RECORDS SUPPLIED:
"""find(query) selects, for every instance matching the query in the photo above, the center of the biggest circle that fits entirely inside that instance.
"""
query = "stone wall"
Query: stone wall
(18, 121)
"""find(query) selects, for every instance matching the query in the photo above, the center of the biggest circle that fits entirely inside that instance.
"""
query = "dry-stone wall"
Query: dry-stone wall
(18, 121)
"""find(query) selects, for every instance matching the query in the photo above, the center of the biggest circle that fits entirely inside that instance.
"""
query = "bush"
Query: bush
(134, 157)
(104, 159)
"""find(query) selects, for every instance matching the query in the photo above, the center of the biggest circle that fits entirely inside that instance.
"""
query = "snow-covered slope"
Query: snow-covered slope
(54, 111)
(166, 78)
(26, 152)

PROBLEM DESCRIPTION: Write the entries out once more, exactly as given.

TASK ANSWER:
"""find(query) selects, for every instance matching the query in the photo above, the center of the biggest circle that fits entirely inside that instance.
"""
query = "stone wall"
Query: stone wall
(18, 121)
"""find(query) selects, for every instance matching the query in the photo above, the center of the biggest circle that fits entirely inside that instance.
"""
query = "dry-stone wall"
Query: dry-stone wall
(18, 121)
"""find(query) selects, for every instance matching the query in the photo above, the center of the biggest circle that fits entirely inside that instance.
"""
query = "bush"
Query: bush
(134, 157)
(104, 159)
"""find(query) selects, for every instance matching the query in the photo above, the center of the biggest circle that fits entirely inside that instance.
"""
query = "snow-covered slope"
Query: snow-covered slope
(54, 111)
(166, 78)
(26, 152)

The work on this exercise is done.